* DATA SHOWN *
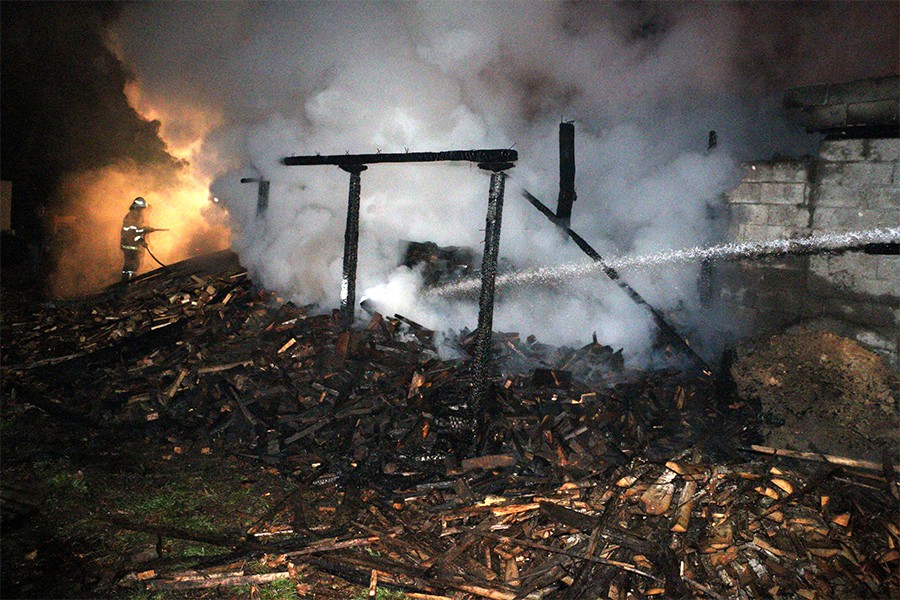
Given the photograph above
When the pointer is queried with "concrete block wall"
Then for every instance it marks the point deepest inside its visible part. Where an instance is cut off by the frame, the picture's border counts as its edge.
(852, 184)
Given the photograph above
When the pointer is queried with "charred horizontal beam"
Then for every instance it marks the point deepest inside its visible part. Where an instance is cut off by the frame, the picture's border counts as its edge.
(342, 160)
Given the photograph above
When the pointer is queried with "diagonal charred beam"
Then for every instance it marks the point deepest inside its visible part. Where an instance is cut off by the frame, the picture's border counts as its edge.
(663, 325)
(476, 156)
(567, 195)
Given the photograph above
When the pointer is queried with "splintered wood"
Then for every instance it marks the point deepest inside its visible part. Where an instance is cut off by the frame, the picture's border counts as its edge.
(591, 480)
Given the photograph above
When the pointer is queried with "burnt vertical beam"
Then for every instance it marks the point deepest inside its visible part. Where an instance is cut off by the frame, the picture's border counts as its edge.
(262, 195)
(262, 199)
(567, 194)
(493, 220)
(351, 245)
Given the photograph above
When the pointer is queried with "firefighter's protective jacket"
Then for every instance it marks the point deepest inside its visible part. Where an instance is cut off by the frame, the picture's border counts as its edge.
(133, 230)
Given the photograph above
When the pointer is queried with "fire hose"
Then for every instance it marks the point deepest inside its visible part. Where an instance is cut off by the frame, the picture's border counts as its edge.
(150, 252)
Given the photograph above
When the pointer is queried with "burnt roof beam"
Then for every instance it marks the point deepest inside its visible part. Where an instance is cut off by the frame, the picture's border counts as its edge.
(344, 160)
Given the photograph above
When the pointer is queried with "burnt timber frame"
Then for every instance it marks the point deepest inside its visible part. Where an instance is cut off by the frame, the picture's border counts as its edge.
(262, 198)
(567, 195)
(667, 330)
(495, 161)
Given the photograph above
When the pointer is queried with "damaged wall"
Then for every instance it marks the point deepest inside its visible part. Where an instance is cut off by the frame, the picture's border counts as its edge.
(850, 185)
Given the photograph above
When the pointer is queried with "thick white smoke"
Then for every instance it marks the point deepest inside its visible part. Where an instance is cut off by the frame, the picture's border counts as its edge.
(643, 82)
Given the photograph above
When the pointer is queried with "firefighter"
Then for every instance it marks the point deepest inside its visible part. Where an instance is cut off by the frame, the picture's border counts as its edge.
(132, 242)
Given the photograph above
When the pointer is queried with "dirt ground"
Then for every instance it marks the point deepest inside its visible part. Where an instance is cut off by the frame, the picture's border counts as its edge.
(821, 392)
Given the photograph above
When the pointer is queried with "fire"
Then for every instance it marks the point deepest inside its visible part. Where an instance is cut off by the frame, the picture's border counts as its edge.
(86, 250)
(183, 127)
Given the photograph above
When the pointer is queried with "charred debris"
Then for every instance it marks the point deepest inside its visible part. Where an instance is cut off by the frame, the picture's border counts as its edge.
(588, 479)
(516, 470)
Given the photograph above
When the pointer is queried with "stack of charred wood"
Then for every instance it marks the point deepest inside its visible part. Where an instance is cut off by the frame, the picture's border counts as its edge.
(590, 480)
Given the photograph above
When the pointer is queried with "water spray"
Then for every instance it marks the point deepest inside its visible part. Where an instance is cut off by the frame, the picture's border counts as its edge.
(816, 244)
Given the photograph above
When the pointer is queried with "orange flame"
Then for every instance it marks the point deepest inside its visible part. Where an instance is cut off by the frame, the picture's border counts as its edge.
(86, 248)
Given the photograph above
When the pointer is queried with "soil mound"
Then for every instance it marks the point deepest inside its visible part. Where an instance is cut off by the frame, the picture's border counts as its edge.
(821, 392)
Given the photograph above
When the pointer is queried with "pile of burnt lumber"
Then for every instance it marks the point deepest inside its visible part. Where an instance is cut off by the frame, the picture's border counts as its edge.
(588, 479)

* YOUR ASSIGNMENT *
Where a line in the entries holds the word "wall", copy that line.

* ANSWER TO THIS PROBLEM *
When the pointer is queried with "concrete block wall"
When the pointer is queried with "damaged wall"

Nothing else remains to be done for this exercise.